## Texto exibido
Por que a fama e o sucesso são tão importantes






Mais do que nunca, se busca a vitória, o sucesso e a fama. Mas poucos param pra pensar no que significam essas coisas. São conceitos relativos e subjetivos, é claro; embora haja pontos comuns nessas definições que são aceitos por quase todos nós.

O que me trouxe ao estudo da natureza e da base dessa busca, desses conceitos e da mentalidade que sustenta esses valores foi justamente entender o motivo da profunda insatisfação e miséria interior que experimentam as pessoas que parecem mais ter se aproximado do que quase todos buscam e admiram.

Não vou tratar aqui de clichês de usar como exemplo atores de hollywood, jogadores de futebol, ou esportistas famosos. A razão da derrocada de celebridades é popular, bem conhecida e relativamente simples de ser evitada. Pretendo tratar nessa breve reflexão é do motivo que trouxe a sociedade atual a valorizar tanto a ascensão social, financeira, carreirística, entre outras.

## Lista de tarefas
1. No texto sobre fama e sucesso, como são descritos esses conceitos?
2. Liste os exemplos clichês que o autor do texto sobre fama e sucesso diz que não vai usar.
3. Dê sequência ao texto sobre fama e sucesso a partir da última frase.
Os registros não têm relação com o texto.

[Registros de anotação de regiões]
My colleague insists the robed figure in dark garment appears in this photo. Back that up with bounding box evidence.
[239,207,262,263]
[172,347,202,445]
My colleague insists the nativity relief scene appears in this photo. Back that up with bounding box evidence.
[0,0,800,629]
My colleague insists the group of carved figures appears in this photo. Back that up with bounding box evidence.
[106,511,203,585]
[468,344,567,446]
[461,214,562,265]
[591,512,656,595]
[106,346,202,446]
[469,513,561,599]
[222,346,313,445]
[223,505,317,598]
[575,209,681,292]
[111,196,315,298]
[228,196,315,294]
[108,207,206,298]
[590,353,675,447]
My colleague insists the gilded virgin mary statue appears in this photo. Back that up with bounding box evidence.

## Lista de respostas
1. Como conceitos relativos e subjetivos.

2.
- atores de hollywood
- jogadores de futebol
- esportistas famosos

3.
Pode parecer que a busca pela competição e pela luta entre os seres é algo completamente natural, que sempre existiu. Mas não é bem assim. A disputa e a luta são componentes da vida, não seu objetivo maior. Há situações específicas em que aparece a luta, mas ela só se justifica em função de outras coisas. Por exemplo, a leoa que mata uma zebra para dar de comer a seus filhotes está lutando contra a zebra (meio) para alimentar seus filhotes (fim). Como você pode fazer da luta o centro dos acontecimentos? Se esse fosse o centro a leoa poderia se dar por satisfeita ao matar a zebra e ir embora, se esquecendo de levar a comida a seus filhotes, mas isso não acontece.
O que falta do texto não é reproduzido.